EXERCISE REQUIREMENTS:
**a.** Write out, word for word, the part of the text on Whitehead and the Rutherford Institute that opens with the words containing "Yet, as the" and closes with "heart and mind.".
**b.** Reproduce all of the entries below in full, including their wording, and add -107 to every x and y coordinate of the points given in the answers. Leave the pictures out.

PAGE TEXT:
========
Yet, as the Rutherford Institute grew in prominence, Whitehead distanced himself from Rushdoony and some of his mentor’s more controversial positions. Whitehead has said he is not a Reconstructionist, and Rushdoony left the Rutherford board of directors (years before his death). But unlike other public figures who have broken with a political movement or school of thought, Whitehead offered no written explanation of his supposed change of heart and mind.
When writer Robert Boston asked Whitehead about The Separation Illusion, Whitehead dissembled, insisting that “he has not read the book ‘in a long time,’ adding that there are probably things in it he would not stand by today.” But Whitehead did not specify which of his views he might recant. [Church & State Magazine, March 1998]
Whitehead’s explicitly theocratic world view raises other questions as he plays a central role in hobbling President Clinton over alleged sexual impropriety. Does Whitehead see the Paula Jones case — and its new spin-off criminal investigation — as a way to impose punishments on an enemy of a “Christian nation?” Is Whitehead’s institute acting as God’s hammer while special prosecutor Kenneth Starr, another Christian conservative, is the anvil?
========
AVAILABLE DATA:
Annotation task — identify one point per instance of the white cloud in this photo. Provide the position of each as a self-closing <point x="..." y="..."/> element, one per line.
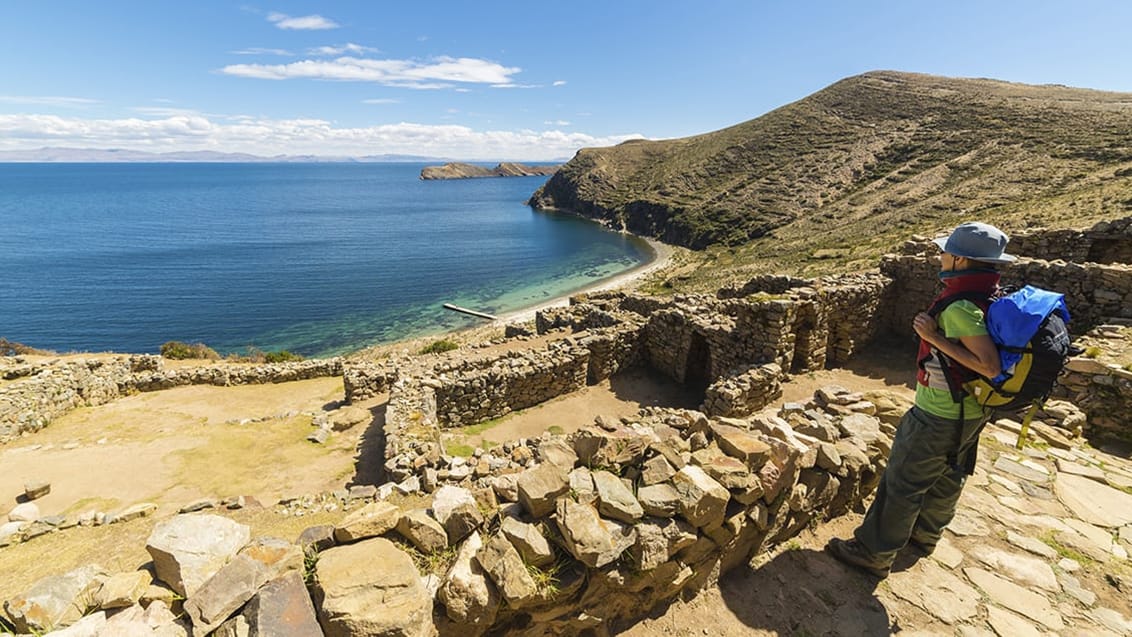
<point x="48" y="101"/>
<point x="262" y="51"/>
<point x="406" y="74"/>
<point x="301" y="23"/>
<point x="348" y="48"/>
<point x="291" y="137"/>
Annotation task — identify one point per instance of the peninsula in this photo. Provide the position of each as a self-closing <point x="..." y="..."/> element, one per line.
========
ANSWERS TO THE PROBLEMS:
**a.**
Yet, as the Rutherford Institute grew in prominence, Whitehead distanced himself from Rushdoony and some of his mentor’s more controversial positions. Whitehead has said he is not a Reconstructionist, and Rushdoony left the Rutherford board of directors (years before his death). But unlike other public figures who have broken with a political movement or school of thought, Whitehead offered no written explanation of his supposed change of heart and mind.

**b.**
Annotation task — identify one point per instance of the white cloud in this photo. Provide the position of each as a self-closing <point x="..." y="..."/> element, one per line.
<point x="-59" y="-6"/>
<point x="155" y="-56"/>
<point x="299" y="-33"/>
<point x="194" y="-84"/>
<point x="241" y="-59"/>
<point x="184" y="30"/>
Annotation task — identify one point per instance of the peninsula in this photo. Provide the position of each as a self-closing <point x="..." y="..."/> element, one per line.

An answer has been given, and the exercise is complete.